» TASK REQUIREMENTS:
Take every line of text from the items below and copy it word for word. Leave the pictures out.

» INFORMATION SHOWN:
□ □ □ □

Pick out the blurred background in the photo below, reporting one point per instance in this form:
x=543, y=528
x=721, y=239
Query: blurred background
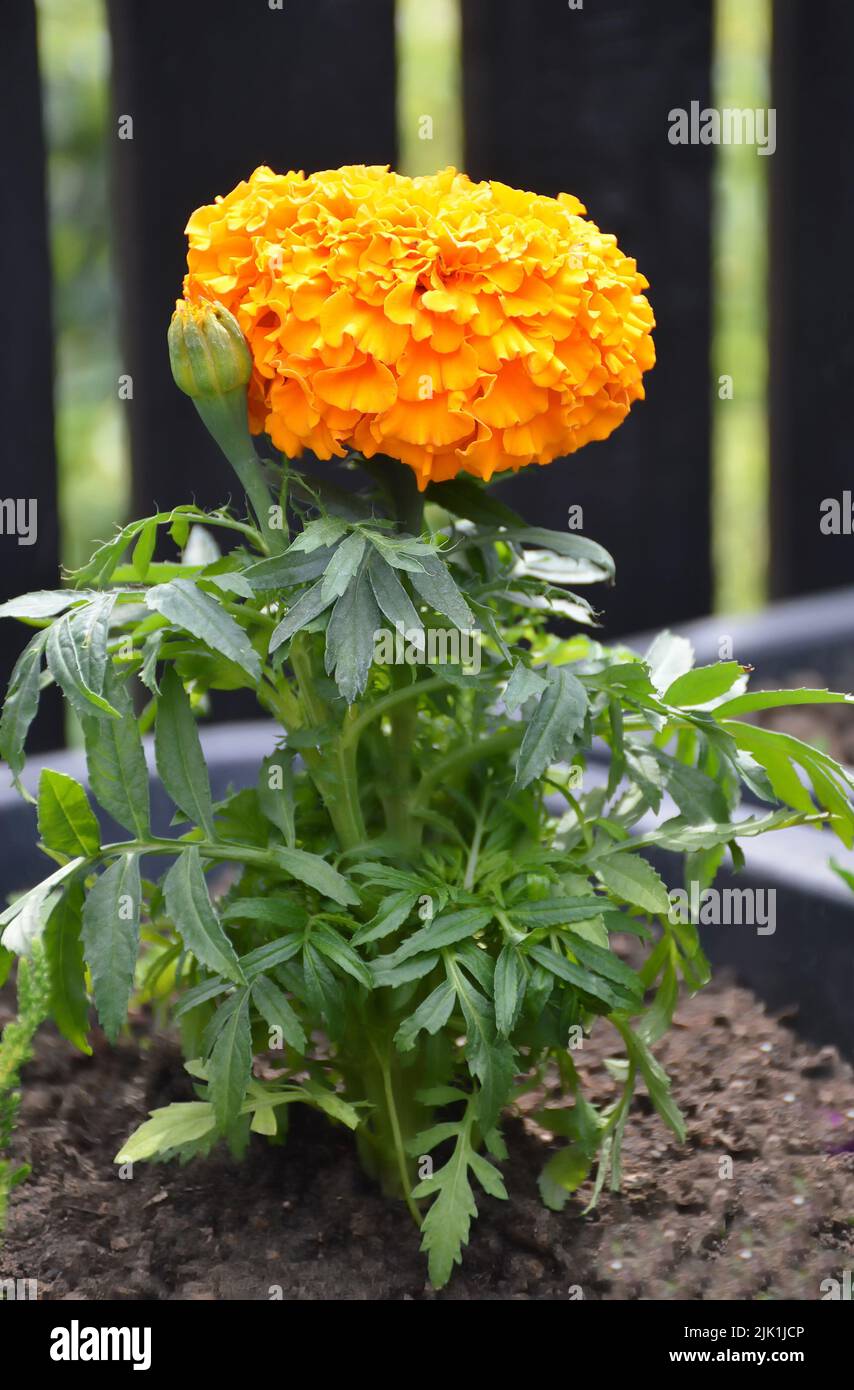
x=121, y=116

□ □ □ □

» WRITTEN ANSWER:
Pick out the blurred background in the photo below, reporting one point per instance in this form:
x=543, y=528
x=721, y=239
Query: blurred background
x=121, y=116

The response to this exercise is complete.